**TASKS TO CARRY OUT:**
a) Output the portion of the complex functions and contours introduction from "A complex function" up to and including "t \in [0, 1]$.", with every word unchanged.
b) From the introduction on complex functions and contours, list every example of a complex function $f(z)$ that it gives.
c) Resume the introduction on complex functions and contours, starting right after its last sentence.

**DOCUMENT EXTRACT:**
· · · · · · ·

Tell me and I’ll forget; show me and I may remember; involve me and I’ll understand, Chinese Proverb

image info

Introduction

A complex function $f(z)$ maps $z = x + iy \in \mathbb{C}$ to another complex number. For example: $f(z) = z^2 = (x + iy)^2 = x^2 - y^2 + 2ixy, f(z) = \frac{1}{z}, f(z) = \sqrt{z^2 + 7}$.

A contour is a continuous, piecewise-smooth curve defined parametrically as: $z(t) = x(t) + iy(t), \quad a \leq t \leq b$. Examples of contours:

A straight line between two points $z_0$ and $z_1$ is parametrized as: $\gamma(t) = z_0 + t(z_1 - z_0), t \in [0, 1]$.
Unit Circle: $\gamma(t) = e^{it} = \cos t + i \sin t, t \in [0, 2\pi]$. This traces a circle of radius 1 centered at the origin.

· · · · · · ·

**DATA SUPPLIED:**
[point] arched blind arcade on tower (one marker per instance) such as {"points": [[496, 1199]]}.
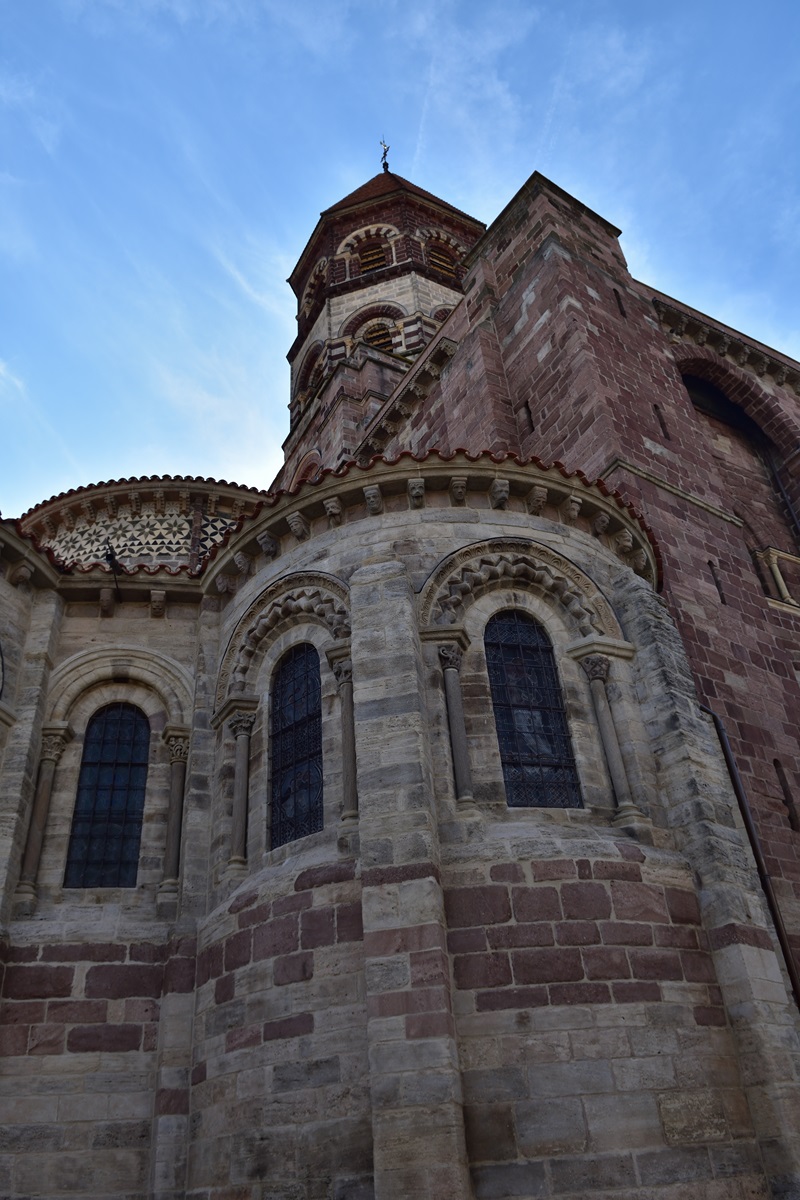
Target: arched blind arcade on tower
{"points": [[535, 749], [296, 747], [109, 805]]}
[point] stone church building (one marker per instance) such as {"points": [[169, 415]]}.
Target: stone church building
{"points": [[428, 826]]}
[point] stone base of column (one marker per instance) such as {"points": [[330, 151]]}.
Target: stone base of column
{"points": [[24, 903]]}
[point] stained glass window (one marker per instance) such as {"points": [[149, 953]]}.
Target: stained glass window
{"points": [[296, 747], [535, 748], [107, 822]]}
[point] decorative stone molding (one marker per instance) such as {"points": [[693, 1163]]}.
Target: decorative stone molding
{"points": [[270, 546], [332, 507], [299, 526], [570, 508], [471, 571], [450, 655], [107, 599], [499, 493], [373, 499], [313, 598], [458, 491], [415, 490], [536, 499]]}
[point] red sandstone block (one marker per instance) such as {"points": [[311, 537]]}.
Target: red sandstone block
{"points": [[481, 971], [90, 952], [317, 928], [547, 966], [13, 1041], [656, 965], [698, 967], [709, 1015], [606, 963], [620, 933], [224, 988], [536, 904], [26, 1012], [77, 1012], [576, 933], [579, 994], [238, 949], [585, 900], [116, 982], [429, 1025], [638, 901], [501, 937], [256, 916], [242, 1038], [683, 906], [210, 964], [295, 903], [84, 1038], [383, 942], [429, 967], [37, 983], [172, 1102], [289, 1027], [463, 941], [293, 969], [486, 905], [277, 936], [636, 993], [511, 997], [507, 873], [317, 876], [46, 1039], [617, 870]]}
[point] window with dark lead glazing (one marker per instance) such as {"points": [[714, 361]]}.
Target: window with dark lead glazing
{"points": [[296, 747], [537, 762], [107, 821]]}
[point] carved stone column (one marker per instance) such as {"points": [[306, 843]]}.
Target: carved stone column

· · · · · · ·

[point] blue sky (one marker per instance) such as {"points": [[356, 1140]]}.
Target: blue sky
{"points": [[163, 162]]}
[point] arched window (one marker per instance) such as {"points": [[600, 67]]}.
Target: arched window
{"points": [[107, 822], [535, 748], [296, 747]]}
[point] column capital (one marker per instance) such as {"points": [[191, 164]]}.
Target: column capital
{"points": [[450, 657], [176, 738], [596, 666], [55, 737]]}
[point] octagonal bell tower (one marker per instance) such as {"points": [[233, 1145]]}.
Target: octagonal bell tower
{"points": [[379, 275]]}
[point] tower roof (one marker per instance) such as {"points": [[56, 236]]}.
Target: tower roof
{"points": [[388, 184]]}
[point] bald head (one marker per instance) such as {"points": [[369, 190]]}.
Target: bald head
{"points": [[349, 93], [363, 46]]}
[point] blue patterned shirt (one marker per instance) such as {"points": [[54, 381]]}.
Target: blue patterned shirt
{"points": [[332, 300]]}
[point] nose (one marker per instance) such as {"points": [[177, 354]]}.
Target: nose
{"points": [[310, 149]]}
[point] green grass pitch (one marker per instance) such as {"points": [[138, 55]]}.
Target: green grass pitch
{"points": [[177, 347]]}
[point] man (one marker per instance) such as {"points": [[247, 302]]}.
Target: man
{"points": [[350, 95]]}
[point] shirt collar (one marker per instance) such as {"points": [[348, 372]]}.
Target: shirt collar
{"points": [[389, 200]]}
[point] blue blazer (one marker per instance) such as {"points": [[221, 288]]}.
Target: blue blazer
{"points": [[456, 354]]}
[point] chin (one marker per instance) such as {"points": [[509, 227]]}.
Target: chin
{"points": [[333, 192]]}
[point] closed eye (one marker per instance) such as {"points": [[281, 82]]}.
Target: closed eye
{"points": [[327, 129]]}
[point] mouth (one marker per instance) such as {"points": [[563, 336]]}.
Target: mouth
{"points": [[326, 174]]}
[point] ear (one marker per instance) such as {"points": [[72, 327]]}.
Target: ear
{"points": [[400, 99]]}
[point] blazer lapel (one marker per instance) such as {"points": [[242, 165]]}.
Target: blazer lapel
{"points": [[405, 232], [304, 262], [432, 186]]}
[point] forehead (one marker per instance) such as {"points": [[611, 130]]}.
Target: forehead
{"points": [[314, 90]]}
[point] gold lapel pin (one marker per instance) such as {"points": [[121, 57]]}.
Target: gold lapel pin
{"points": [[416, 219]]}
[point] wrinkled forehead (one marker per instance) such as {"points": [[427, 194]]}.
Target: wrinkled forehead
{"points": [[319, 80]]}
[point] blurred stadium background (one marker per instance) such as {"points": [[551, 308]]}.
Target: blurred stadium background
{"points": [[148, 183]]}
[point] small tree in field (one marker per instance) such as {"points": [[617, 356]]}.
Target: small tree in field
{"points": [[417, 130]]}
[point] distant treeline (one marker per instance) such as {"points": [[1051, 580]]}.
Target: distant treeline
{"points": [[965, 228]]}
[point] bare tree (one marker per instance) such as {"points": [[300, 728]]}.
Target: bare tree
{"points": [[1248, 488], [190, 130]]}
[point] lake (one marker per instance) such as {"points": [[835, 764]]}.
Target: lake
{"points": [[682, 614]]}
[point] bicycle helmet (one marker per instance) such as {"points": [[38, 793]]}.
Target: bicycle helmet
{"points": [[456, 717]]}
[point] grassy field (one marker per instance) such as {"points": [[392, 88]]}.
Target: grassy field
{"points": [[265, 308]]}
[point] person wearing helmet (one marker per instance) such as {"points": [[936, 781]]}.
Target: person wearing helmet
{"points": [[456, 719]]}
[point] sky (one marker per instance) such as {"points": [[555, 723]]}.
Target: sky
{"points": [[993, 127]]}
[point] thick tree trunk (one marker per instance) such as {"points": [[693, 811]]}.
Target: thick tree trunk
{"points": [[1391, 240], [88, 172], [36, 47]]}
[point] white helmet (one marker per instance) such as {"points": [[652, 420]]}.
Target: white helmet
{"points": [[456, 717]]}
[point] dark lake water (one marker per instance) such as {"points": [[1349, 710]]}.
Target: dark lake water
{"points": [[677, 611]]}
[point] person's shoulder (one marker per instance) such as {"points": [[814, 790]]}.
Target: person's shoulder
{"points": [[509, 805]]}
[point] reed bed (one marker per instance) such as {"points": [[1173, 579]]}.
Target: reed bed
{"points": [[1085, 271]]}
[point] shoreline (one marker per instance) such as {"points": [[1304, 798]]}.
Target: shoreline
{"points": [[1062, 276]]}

· · · · · · ·

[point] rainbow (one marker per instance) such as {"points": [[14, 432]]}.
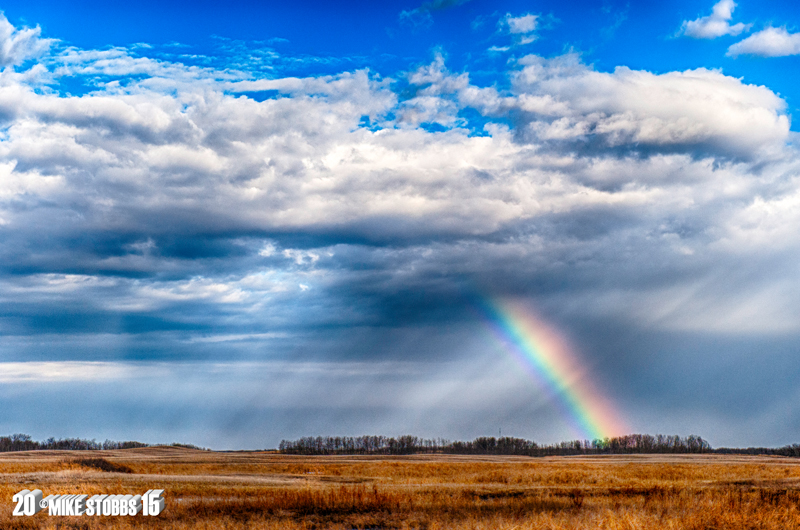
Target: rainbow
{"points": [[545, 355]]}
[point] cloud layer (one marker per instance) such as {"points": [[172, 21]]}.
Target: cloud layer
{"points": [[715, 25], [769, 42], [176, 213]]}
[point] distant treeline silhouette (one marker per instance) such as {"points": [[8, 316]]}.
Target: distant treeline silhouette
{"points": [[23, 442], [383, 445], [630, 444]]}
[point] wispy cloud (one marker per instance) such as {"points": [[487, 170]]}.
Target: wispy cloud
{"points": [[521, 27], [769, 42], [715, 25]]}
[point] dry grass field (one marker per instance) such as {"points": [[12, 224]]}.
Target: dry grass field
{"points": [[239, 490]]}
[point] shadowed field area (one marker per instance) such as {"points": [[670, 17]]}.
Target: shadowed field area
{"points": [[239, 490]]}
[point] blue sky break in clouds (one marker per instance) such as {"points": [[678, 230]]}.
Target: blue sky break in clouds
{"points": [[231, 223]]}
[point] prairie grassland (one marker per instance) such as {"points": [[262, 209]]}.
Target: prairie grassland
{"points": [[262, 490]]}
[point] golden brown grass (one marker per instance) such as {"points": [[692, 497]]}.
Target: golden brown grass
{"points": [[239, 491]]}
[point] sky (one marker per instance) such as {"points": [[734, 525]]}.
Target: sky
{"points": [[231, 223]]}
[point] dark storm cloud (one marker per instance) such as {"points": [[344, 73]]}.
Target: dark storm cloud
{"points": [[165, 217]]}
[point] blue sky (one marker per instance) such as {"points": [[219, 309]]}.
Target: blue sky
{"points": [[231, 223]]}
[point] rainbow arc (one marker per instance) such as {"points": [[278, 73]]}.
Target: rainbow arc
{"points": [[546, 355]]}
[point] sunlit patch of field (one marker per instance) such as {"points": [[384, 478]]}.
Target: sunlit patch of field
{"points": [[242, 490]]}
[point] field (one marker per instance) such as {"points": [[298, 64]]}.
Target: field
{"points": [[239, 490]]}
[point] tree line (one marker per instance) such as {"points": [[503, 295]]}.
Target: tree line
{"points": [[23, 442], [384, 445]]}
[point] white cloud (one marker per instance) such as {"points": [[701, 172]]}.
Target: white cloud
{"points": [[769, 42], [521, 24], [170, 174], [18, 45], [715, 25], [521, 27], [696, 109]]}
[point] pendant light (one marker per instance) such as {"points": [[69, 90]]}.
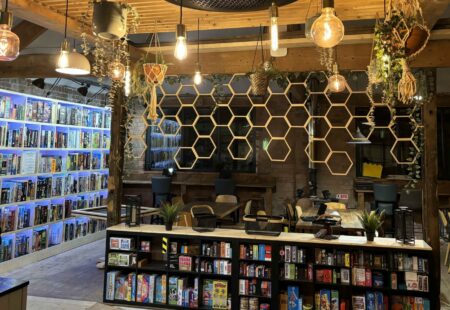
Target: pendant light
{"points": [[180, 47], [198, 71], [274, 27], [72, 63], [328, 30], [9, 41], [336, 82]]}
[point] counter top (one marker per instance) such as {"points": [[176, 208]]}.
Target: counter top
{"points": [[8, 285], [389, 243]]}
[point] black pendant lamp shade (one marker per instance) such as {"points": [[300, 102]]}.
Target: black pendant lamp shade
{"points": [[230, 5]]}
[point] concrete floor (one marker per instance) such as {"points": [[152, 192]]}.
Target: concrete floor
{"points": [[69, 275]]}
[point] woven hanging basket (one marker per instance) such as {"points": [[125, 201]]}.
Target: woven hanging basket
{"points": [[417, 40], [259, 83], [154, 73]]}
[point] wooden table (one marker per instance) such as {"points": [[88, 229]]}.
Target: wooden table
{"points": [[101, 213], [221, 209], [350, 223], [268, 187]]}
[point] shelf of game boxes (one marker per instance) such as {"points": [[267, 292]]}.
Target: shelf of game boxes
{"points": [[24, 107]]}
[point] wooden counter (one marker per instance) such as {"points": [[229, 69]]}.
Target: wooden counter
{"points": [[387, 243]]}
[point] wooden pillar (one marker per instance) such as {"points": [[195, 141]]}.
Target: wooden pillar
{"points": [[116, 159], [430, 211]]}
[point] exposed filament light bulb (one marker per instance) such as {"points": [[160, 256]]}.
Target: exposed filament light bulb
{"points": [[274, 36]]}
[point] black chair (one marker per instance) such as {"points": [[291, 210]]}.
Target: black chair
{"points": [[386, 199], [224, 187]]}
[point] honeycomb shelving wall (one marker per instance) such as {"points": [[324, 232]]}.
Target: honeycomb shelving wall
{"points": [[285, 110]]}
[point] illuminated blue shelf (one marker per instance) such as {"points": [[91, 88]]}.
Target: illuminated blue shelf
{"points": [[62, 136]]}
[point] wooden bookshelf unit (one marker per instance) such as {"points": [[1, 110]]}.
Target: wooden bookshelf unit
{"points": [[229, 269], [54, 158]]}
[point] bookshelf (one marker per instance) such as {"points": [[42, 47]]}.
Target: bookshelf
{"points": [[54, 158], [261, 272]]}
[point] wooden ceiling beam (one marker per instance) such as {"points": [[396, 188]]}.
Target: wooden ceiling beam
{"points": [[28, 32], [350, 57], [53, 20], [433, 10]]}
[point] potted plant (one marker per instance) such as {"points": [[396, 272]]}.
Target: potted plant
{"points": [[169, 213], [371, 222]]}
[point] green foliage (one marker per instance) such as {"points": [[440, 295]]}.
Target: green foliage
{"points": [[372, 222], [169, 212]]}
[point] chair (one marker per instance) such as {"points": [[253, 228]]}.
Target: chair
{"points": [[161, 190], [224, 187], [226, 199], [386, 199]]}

· · · · · · ·

**ANSWERS TO EACH TASK:**
a)
A complex function $f(z)$ maps $z = x + iy \in \mathbb{C}$ to another complex number. For example: $f(z) = z^2 = (x + iy)^2 = x^2 - y^2 + 2ixy, f(z) = \frac{1}{z}, f(z) = \sqrt{z^2 + 7}$.

A contour is a continuous, piecewise-smooth curve defined parametrically as: $z(t) = x(t) + iy(t), \quad a \leq t \leq b$. Examples of contours:

A straight line between two points $z_0$ and $z_1$ is parametrized as: $\gamma(t) = z_0 + t(z_1 - z_0), t \in [0, 1]$.

b)
- $f(z) = z^2$
- $f(z) = \frac{1}{z}$
- $f(z) = \sqrt{z^2 + 7}$

c)
Ellipse: $\gamma(t) = a \cos t + i b \sin t, a, b > 0$. If we write z = x + i·y, then: x(t) = acos(t), y(t) = bsin(t). Solve for cosine and sine $\cos t=\frac{x}{a}, \sin t=\frac{y}{b}$ which is valid because a, b > 0 so we can divide by them. The fundamental identity $\cos^2(t)+\sin^2(t)=1$ holds for all t. Substitute the expressions above: $\frac{x^2}{a^2} + \frac{y^2}{b^2} = 1$. That’s the standard Cartesian equation of an ellipse centered at the origin, centered at the origin with semi-axes a (along x) and b (along y).
Parabola: $\gamma(t) = t + it^2, t \in [-2, 2]$. This traces a parabola in the complex plane (real part linear, imaginary part quadratic).

Definition (Smooth Contour Integral). Let ᵞ be a smooth contour (a continuously differentiable path in the complex plane), $\gamma: [a, b] \to \mathbb{C}$. Let $f: \gamma^* \to \mathbb{C}$ be a continuous complex-valued function defined on the trace $\gamma^*$ of the contour (i.e. along the image of $\gamma$). Then, the contour integral of f along $\gamma$ is defined as $\int_{\gamma} f(z)dz := \int_{a}^{b} f(\gamma(t)) \gamma^{'}(t)dt$.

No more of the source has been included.